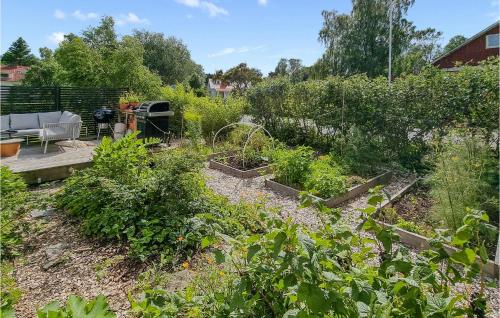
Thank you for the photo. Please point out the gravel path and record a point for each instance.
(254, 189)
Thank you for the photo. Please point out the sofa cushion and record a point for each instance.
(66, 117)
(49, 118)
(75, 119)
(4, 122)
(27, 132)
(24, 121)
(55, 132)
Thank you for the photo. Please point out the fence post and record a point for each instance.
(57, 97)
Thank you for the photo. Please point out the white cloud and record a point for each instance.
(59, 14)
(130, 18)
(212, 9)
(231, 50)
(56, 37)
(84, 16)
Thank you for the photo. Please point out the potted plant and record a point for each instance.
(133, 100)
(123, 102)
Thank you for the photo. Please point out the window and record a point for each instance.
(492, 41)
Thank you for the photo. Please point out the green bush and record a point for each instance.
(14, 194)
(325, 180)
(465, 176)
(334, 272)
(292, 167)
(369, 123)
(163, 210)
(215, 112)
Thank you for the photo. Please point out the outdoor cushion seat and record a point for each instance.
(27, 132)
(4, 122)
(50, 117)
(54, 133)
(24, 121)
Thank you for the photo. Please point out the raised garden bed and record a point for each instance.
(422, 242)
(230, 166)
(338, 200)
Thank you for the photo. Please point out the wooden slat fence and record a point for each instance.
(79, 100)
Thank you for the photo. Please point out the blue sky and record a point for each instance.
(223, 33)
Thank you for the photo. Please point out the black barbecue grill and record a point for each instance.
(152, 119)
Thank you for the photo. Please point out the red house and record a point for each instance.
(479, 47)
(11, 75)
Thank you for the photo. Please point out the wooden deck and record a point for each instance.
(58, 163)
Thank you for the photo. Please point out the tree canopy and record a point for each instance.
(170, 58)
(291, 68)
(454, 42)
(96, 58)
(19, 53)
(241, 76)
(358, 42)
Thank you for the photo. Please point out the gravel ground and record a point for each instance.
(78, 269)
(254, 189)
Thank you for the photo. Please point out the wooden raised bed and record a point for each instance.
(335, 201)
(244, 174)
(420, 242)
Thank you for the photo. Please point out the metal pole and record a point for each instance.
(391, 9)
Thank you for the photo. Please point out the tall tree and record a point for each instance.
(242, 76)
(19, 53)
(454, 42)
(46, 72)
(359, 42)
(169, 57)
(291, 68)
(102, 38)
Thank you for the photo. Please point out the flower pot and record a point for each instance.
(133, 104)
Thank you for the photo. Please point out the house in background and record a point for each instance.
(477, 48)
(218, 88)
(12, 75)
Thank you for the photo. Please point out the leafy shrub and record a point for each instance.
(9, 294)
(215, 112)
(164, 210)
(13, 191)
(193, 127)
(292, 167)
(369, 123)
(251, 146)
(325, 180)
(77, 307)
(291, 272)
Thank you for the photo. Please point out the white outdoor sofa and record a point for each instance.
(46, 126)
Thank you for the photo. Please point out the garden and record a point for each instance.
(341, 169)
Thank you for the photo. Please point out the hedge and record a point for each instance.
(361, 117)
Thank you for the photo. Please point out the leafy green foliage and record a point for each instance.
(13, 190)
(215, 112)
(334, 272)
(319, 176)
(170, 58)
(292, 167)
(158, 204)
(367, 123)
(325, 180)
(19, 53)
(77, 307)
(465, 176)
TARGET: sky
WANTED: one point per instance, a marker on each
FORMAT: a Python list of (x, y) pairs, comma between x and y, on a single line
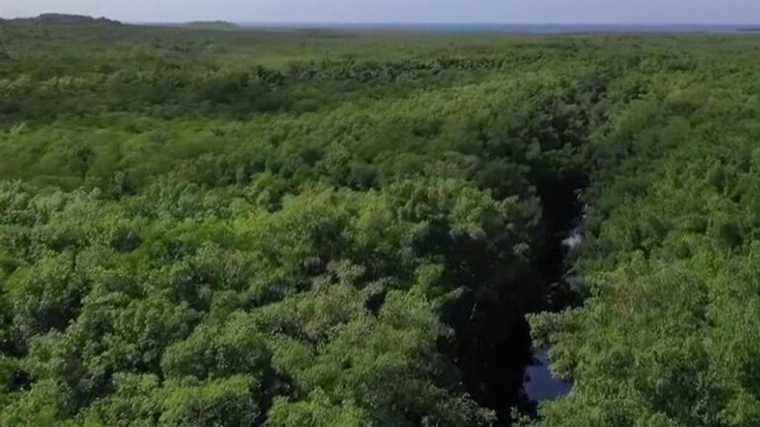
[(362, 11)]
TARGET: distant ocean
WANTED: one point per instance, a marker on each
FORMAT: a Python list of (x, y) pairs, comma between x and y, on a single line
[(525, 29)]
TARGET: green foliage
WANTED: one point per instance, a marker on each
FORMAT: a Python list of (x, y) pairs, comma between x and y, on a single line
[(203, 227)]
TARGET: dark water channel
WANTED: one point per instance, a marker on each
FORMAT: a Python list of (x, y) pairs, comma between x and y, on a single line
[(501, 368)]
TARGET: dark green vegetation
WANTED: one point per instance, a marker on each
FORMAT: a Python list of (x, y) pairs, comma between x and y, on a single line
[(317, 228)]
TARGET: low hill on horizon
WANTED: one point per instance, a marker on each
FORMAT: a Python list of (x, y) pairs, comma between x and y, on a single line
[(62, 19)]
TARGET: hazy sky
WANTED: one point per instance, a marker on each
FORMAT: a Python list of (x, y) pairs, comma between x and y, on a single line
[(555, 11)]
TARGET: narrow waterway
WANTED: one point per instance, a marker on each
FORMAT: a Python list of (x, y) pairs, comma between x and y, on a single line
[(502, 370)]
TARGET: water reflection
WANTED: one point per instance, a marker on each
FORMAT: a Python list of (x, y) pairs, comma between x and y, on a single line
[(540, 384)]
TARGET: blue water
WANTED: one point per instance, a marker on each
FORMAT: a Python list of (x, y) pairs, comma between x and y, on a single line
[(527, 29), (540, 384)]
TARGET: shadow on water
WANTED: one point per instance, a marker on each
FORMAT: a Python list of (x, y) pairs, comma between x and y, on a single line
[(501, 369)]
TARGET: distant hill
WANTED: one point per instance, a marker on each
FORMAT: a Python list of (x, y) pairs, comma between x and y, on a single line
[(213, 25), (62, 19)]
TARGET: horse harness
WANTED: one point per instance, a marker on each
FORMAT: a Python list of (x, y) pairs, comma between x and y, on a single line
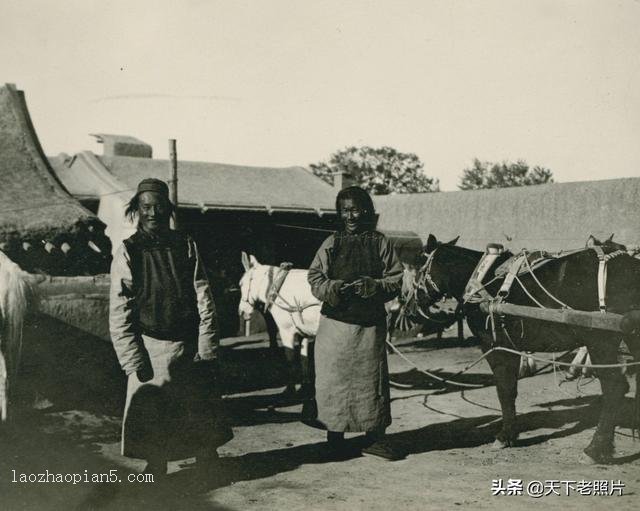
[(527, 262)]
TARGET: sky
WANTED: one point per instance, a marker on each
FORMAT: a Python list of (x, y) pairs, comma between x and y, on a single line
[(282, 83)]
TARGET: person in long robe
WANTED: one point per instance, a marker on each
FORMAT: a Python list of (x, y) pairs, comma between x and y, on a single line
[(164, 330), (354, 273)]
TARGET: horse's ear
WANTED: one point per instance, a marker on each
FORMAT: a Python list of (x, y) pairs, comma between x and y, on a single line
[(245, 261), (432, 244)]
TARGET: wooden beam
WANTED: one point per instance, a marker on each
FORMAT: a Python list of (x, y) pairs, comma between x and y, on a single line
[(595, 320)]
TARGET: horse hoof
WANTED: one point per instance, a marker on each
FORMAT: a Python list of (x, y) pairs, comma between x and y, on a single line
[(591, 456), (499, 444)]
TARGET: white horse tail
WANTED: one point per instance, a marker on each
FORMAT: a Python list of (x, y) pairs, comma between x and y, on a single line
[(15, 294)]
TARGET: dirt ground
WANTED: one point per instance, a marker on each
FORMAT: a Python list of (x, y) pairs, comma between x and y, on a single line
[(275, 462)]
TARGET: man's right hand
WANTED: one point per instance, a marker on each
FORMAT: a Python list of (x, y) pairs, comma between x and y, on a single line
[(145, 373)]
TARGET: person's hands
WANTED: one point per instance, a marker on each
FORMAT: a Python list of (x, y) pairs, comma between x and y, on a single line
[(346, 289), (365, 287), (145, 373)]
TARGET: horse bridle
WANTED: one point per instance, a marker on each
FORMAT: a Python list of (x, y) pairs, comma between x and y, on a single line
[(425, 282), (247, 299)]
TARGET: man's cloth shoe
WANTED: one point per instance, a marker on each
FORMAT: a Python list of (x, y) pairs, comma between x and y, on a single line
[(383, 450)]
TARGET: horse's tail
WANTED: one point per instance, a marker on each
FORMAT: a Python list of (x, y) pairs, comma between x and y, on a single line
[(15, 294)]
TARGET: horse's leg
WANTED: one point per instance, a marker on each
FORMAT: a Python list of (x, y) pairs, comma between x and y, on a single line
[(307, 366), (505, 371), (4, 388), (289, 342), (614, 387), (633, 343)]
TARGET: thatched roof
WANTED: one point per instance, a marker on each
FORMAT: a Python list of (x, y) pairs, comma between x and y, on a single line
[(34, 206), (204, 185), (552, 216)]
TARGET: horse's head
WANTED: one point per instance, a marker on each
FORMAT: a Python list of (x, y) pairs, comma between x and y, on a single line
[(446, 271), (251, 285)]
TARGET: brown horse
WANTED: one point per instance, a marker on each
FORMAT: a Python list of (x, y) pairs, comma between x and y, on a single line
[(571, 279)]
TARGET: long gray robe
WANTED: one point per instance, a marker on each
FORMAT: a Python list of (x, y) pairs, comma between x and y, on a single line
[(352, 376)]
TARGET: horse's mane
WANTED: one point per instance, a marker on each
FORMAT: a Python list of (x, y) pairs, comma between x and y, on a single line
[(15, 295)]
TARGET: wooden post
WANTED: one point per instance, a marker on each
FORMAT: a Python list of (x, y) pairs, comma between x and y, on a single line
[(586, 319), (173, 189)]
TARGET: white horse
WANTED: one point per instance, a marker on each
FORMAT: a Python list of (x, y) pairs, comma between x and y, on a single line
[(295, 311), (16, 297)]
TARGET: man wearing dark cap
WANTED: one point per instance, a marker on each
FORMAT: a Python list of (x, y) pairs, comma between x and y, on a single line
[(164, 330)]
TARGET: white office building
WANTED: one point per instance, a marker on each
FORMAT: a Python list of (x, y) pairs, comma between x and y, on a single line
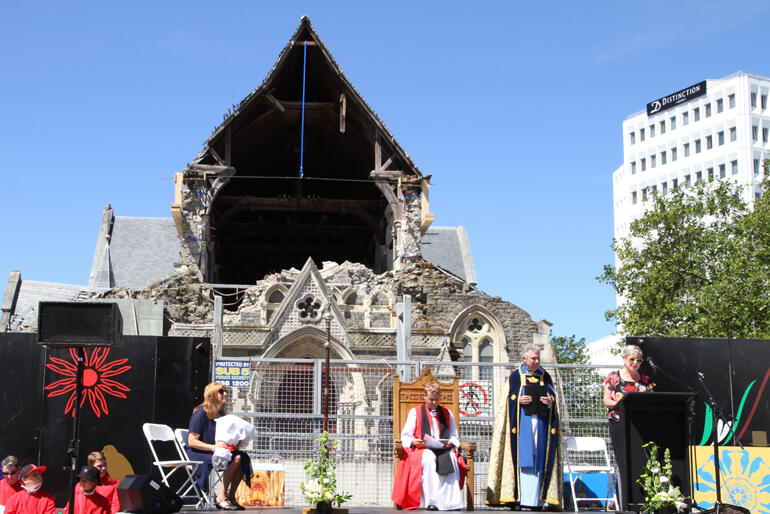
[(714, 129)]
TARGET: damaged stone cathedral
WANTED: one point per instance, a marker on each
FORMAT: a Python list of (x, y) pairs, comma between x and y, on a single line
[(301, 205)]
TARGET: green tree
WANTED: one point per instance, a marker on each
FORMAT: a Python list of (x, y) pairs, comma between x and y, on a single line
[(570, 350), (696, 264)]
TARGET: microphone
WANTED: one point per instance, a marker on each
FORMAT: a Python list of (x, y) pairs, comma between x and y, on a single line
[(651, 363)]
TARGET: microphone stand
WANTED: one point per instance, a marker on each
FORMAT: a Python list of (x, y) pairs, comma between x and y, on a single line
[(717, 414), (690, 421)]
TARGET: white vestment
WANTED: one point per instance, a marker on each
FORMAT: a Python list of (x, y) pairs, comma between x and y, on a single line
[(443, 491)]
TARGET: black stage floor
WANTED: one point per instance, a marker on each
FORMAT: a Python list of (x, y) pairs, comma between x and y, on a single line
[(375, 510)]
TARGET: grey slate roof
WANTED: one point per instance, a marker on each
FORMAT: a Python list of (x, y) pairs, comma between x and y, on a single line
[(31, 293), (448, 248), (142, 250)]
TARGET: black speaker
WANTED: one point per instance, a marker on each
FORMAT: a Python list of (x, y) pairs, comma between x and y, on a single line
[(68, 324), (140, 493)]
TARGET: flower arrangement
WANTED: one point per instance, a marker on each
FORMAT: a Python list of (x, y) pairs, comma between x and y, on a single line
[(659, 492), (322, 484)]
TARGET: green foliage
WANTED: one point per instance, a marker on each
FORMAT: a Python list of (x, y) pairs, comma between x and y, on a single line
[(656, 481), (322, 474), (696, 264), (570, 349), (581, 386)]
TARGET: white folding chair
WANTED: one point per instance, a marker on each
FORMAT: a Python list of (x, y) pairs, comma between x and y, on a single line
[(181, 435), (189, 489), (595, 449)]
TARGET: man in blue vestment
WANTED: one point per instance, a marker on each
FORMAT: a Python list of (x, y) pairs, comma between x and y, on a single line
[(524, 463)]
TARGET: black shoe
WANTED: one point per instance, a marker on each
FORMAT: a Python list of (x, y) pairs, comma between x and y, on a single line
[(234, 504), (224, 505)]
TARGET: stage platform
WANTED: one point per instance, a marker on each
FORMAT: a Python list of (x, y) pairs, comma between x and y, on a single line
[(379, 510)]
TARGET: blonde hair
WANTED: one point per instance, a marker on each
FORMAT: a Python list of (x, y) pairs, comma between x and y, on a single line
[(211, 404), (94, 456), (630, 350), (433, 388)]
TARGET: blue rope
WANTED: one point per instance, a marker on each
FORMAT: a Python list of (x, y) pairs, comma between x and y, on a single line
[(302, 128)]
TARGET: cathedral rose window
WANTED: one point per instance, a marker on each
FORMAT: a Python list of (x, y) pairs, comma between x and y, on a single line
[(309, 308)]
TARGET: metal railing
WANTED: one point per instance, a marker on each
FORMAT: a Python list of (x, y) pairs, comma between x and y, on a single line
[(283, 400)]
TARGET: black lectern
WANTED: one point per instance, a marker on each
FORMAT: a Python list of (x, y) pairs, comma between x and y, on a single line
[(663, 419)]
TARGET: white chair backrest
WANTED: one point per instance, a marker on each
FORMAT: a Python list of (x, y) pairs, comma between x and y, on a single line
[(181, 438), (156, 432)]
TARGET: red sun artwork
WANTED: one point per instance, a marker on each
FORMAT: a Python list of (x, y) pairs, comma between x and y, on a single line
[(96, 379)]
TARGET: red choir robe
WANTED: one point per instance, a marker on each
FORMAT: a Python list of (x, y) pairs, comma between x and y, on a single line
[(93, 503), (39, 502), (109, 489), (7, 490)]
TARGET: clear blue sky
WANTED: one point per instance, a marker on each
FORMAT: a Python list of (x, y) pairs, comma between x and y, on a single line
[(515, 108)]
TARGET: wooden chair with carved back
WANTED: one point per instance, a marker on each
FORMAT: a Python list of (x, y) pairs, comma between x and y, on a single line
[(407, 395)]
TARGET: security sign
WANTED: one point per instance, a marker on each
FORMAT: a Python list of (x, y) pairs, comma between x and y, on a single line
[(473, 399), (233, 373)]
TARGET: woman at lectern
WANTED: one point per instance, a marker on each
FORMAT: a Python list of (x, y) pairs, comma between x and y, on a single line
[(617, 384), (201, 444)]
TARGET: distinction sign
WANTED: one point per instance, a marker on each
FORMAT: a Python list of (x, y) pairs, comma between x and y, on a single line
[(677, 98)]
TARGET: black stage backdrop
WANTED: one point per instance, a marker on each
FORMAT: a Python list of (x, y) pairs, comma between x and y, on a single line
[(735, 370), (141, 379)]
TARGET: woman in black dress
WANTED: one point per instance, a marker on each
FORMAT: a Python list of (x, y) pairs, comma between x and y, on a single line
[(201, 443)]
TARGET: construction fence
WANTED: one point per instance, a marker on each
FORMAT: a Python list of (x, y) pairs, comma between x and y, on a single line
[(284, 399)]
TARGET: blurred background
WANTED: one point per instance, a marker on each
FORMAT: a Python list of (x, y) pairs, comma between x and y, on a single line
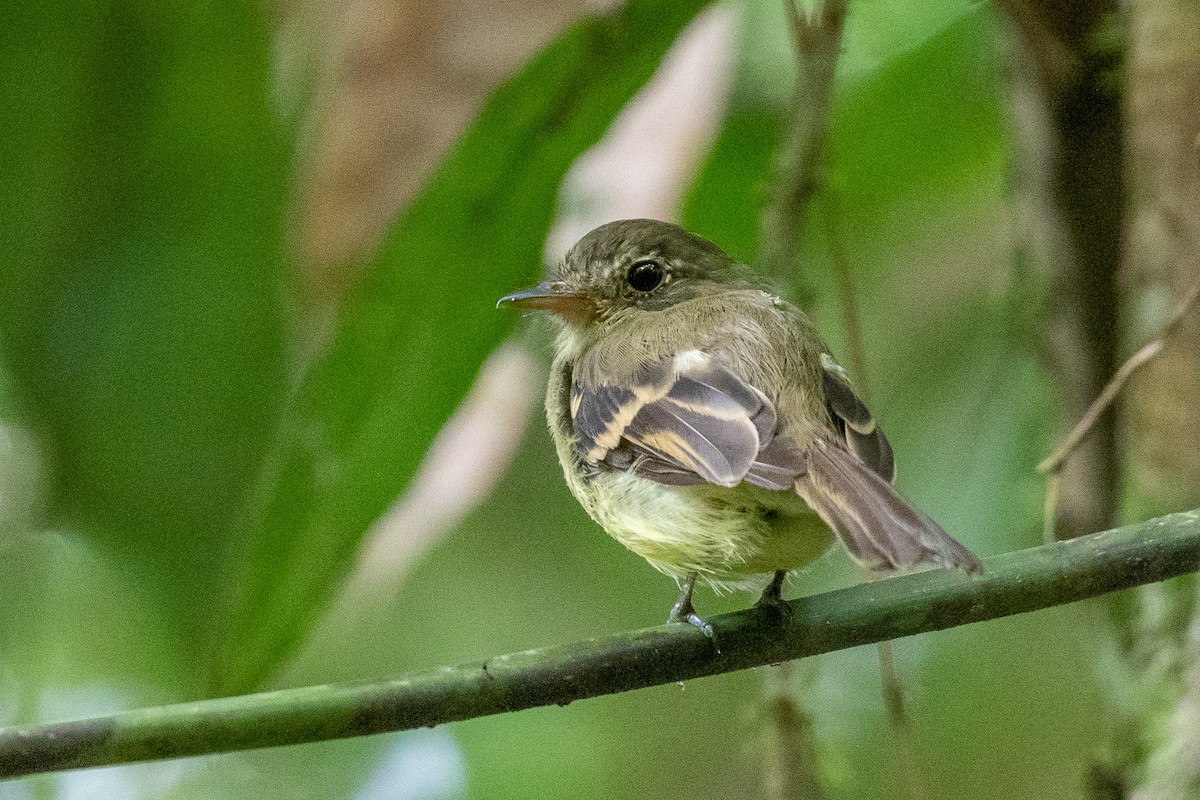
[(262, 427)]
□ □ □ □
- Exercise directions
Return, from the material above, each line holding the string "roof".

- Answer space
TARGET: thatched roof
TARGET: grey slate roof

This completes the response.